Exercise instructions: Please rewrite the rows below, changing every "innermost point" to "center point" and leaving everything else the same.

[Records from a data collection]
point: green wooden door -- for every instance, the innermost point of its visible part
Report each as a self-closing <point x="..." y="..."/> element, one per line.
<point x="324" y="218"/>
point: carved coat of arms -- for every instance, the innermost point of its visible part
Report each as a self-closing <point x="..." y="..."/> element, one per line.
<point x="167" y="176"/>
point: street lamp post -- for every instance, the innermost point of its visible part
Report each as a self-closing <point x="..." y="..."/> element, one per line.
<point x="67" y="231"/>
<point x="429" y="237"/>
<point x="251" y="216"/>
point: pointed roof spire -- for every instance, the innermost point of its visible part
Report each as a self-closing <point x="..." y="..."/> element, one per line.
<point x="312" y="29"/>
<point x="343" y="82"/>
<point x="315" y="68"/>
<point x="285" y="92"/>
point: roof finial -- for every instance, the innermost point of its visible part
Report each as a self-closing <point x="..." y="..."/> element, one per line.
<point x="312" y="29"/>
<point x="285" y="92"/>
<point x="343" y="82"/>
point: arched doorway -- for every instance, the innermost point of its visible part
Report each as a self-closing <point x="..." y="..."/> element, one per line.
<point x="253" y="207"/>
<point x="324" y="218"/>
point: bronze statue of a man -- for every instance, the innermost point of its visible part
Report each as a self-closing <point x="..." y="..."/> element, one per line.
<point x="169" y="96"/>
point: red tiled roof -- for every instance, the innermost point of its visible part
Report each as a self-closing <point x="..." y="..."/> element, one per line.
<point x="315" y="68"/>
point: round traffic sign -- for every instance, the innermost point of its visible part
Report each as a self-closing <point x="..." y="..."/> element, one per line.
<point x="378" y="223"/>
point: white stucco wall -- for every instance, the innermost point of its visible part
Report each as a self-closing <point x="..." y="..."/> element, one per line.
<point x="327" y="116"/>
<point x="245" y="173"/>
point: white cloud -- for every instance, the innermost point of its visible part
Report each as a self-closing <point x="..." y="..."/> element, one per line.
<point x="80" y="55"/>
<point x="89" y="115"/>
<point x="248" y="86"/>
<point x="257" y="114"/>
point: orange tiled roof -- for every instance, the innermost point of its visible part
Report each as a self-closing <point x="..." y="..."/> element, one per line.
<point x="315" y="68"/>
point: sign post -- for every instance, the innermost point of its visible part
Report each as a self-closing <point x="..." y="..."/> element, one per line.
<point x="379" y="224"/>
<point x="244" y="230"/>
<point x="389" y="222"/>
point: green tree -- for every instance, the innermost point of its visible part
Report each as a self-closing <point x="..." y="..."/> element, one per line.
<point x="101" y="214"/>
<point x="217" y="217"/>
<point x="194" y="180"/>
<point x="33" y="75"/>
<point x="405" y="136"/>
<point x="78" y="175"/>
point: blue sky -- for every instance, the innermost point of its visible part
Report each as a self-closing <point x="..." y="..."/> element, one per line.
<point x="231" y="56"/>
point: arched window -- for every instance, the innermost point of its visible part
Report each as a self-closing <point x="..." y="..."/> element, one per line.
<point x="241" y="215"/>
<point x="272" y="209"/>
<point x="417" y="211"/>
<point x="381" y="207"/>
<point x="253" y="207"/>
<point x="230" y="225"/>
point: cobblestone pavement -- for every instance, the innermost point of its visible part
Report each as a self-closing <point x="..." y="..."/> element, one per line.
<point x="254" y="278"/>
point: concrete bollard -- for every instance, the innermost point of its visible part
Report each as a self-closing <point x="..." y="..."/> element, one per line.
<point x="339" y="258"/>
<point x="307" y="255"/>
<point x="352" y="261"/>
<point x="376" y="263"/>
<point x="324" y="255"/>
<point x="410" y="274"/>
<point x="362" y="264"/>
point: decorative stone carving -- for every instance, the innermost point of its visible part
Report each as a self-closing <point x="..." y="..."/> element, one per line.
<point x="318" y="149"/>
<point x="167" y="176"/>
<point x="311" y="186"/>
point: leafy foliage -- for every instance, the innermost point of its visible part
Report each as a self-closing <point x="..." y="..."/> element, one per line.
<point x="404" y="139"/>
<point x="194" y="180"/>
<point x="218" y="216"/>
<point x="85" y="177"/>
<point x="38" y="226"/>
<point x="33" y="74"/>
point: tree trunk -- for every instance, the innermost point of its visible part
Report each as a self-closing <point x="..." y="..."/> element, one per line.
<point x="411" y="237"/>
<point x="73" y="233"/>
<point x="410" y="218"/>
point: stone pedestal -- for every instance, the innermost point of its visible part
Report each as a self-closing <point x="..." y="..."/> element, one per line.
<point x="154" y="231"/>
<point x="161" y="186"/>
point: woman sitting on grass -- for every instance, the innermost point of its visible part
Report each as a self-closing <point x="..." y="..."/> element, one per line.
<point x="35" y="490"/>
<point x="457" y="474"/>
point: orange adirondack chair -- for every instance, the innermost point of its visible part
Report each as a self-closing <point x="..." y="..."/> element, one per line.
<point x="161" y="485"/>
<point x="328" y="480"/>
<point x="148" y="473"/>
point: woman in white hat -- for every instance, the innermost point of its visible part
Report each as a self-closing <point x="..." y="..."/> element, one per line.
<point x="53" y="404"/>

Correct result:
point: green wooden door -- for every instance, the center point of its visible part
Report each as a self-closing <point x="..." y="..."/> element, one per line.
<point x="324" y="218"/>
point: carved coat of arms -- for every instance, the center point of its visible part
Report each as a self-closing <point x="..." y="..."/> element, one per line.
<point x="167" y="176"/>
point: street lamp post -- for every instance, the center point of its visible part
Report each as a self-closing <point x="..." y="..."/> element, one per line.
<point x="67" y="231"/>
<point x="429" y="237"/>
<point x="251" y="216"/>
point: pointed roof spire -- for every instance, the center point of its visible part
Report each as a self-closing <point x="..." y="..."/> element, one per line.
<point x="312" y="29"/>
<point x="343" y="82"/>
<point x="315" y="68"/>
<point x="285" y="92"/>
point: roof finial -- for every instance, the center point of its visible part
Report each as a self-closing <point x="..." y="..."/> element, one per line.
<point x="312" y="29"/>
<point x="285" y="92"/>
<point x="343" y="82"/>
point: arched doorway -- for every instance, the center point of its visible part
Report each as a self-closing <point x="..." y="..."/> element, one per line.
<point x="253" y="207"/>
<point x="324" y="218"/>
point: bronze statue of a man -- for every instance, the center point of its visible part
Report each as a self-closing <point x="..." y="..."/> element, one per line.
<point x="169" y="96"/>
point: red tiled roof -- for every instance, the center point of its visible part
Report each as a self-closing <point x="..." y="..."/> element, one per line.
<point x="315" y="68"/>
point: round traffic sign -- for every instance, the center point of its visible part
Report each as a self-closing <point x="..." y="..."/> element, one per line.
<point x="378" y="223"/>
point: white stucco wall -- for every instance, the center point of its visible part
Report each as a self-closing <point x="..." y="..."/> element, one per line.
<point x="327" y="116"/>
<point x="245" y="173"/>
point: white cloud -- for every instance, the center point of its visible part
Report each as a self-closing <point x="..." y="..."/> element, one per line.
<point x="80" y="55"/>
<point x="89" y="115"/>
<point x="248" y="86"/>
<point x="257" y="114"/>
point: orange tiled roof -- for every instance, the center point of its visible part
Report each as a self-closing <point x="..." y="..."/> element, one per line.
<point x="315" y="68"/>
point: sign post -- for every instance, the center point of its visible part
Report each as a self-closing <point x="..." y="..."/> element, one per line.
<point x="379" y="224"/>
<point x="244" y="230"/>
<point x="389" y="222"/>
point: green tree -- for every instance, the center point of its visible part
Report each as a self-closing <point x="..." y="..."/> element, one per line.
<point x="101" y="214"/>
<point x="217" y="217"/>
<point x="194" y="180"/>
<point x="33" y="75"/>
<point x="405" y="136"/>
<point x="78" y="175"/>
point: blue sky -- for every instance, the center point of its visible part
Report each as a self-closing <point x="..." y="..."/> element, one per line.
<point x="231" y="56"/>
point: arched window -- for every instance, the center point of its visible part
Report each as a self-closing <point x="..." y="..."/> element, one per line.
<point x="241" y="215"/>
<point x="272" y="209"/>
<point x="417" y="211"/>
<point x="381" y="207"/>
<point x="253" y="207"/>
<point x="230" y="225"/>
point: cobblestone pavement -- for every instance, the center point of its visible part
Report each as a self-closing <point x="..." y="..."/> element, one per line.
<point x="254" y="278"/>
point: concrete bollard -- for every instance, the center point of its visible part
Report each as a self-closing <point x="..." y="..."/> element, one per line.
<point x="339" y="258"/>
<point x="307" y="255"/>
<point x="352" y="261"/>
<point x="376" y="263"/>
<point x="324" y="255"/>
<point x="410" y="274"/>
<point x="362" y="264"/>
point: decorative stone carving -- for every instance, the center point of its visible part
Report each as a self-closing <point x="..." y="..."/> element, one per line.
<point x="318" y="149"/>
<point x="167" y="176"/>
<point x="311" y="186"/>
point: leafy foliage -- for every instance, the center point of its visible part
Report each as a self-closing <point x="..." y="..."/> element, one per line.
<point x="404" y="139"/>
<point x="194" y="180"/>
<point x="218" y="216"/>
<point x="85" y="177"/>
<point x="38" y="226"/>
<point x="33" y="74"/>
point: tree trunk -- for every instance, the center point of its visible part
Report each as a self-closing <point x="..." y="..."/> element, one per line.
<point x="411" y="237"/>
<point x="73" y="233"/>
<point x="410" y="218"/>
point: stone pedestal -- for every instance, the center point of its visible part
Report each as a self-closing <point x="..." y="..."/> element, one per line.
<point x="154" y="231"/>
<point x="161" y="186"/>
point: woman sitting on grass -- for every instance, the center point of its visible part
Report each as a self-closing <point x="..." y="..."/> element, one per line.
<point x="35" y="490"/>
<point x="457" y="474"/>
point: orange adirondack chair -- for every instance, the center point of its visible part
Report each as a self-closing <point x="..." y="..."/> element, one per line.
<point x="161" y="485"/>
<point x="328" y="480"/>
<point x="148" y="473"/>
point: woman in white hat -- for every instance, the center point of its visible part
Report each as a self-closing <point x="..." y="..."/> element, one per line.
<point x="53" y="404"/>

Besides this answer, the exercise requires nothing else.